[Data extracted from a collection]

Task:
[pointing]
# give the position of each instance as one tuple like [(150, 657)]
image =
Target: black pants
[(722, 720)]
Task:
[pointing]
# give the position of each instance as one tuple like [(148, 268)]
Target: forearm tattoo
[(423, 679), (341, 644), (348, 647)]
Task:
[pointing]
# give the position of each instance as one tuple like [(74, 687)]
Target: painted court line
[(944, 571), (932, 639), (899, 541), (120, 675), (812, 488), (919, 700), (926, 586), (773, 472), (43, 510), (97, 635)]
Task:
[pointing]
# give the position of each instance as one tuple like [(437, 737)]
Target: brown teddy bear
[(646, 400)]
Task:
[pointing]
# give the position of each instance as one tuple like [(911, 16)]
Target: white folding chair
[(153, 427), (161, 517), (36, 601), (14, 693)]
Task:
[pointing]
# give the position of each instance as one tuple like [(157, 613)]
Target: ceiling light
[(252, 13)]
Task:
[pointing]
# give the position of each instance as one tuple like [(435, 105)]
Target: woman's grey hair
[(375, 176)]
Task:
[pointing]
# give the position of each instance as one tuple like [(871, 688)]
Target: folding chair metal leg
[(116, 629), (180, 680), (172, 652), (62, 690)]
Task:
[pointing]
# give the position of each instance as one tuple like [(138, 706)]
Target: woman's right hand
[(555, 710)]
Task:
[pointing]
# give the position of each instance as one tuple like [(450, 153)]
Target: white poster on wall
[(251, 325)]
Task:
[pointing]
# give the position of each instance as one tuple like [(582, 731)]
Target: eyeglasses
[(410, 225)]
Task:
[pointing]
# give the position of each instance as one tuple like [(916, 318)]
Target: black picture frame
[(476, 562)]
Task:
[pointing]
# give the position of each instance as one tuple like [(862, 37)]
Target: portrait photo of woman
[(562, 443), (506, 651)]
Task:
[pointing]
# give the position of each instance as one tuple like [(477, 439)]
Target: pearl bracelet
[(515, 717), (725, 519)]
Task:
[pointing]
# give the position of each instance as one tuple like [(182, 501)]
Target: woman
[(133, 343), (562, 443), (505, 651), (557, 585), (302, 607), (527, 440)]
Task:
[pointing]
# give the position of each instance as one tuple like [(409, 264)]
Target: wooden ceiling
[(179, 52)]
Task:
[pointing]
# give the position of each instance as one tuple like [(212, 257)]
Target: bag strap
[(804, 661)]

### Task directions:
The data above should be returned in full, exactly as written.

### Problem solution:
Task:
[pointing]
# give the position of each instance as one tuple like [(150, 657)]
image =
Target: black pants
[(722, 720)]
Task:
[pointing]
# give the position of each instance as one tuple like [(148, 268)]
Target: forearm tattoo
[(423, 679), (341, 644), (348, 647)]
Task:
[pointing]
# give the position of each instance as one tuple like [(74, 687)]
Target: painted court line
[(944, 571), (932, 639), (899, 541), (120, 675), (812, 488), (919, 700), (926, 586), (773, 472), (43, 510), (97, 635)]
Task:
[pointing]
# give the position of each instance as one tuple like [(437, 737)]
Target: brown teddy bear
[(646, 400)]
Task:
[pointing]
# give the position of each instance as one tuple like [(911, 16)]
Target: white folding chair
[(153, 427), (161, 517), (36, 601), (14, 693)]
Task:
[pointing]
# give the position of each instance as one tuple like [(157, 613)]
Target: ceiling light
[(252, 13)]
Task:
[pointing]
# give the position of each instance as one tuple like [(435, 105)]
Target: woman's grey hair
[(375, 176)]
Task:
[pointing]
# give the position of each instance as one tuple like [(871, 688)]
Target: folding chair metal leg
[(116, 629), (180, 680), (172, 652), (62, 690)]
Task:
[pointing]
# give the position of each instance as one tuple like [(138, 706)]
Target: woman's right hand
[(555, 710)]
Task:
[pointing]
# give the position of each instance as one tuple like [(450, 153)]
Target: white poster on wall
[(251, 325)]
Task:
[pointing]
# give the position of each instance as one tuple like [(582, 731)]
Target: eyeglasses
[(410, 225)]
Task:
[pointing]
# give the position of each instance as one tuple like [(916, 318)]
Target: black picture frame
[(476, 562)]
Task:
[pointing]
# give the position of each instance as one tuple like [(862, 37)]
Target: portrait photo of woman
[(562, 443), (506, 651)]
Task:
[pointing]
# give the position of each instance as one tuple like [(477, 439)]
Target: pearl bracelet
[(515, 717), (725, 519)]
Task:
[pointing]
# give the position of each instance as one tuple like [(182, 501)]
Target: woman
[(133, 343), (562, 443), (505, 651), (557, 585), (302, 607), (527, 440)]
Task:
[pointing]
# give the position of each instance as one tuple like [(409, 264)]
Target: wooden ceiling
[(179, 52)]
Task:
[pointing]
# give the position of each instance as one tuple like [(212, 257)]
Target: bag strap
[(804, 661)]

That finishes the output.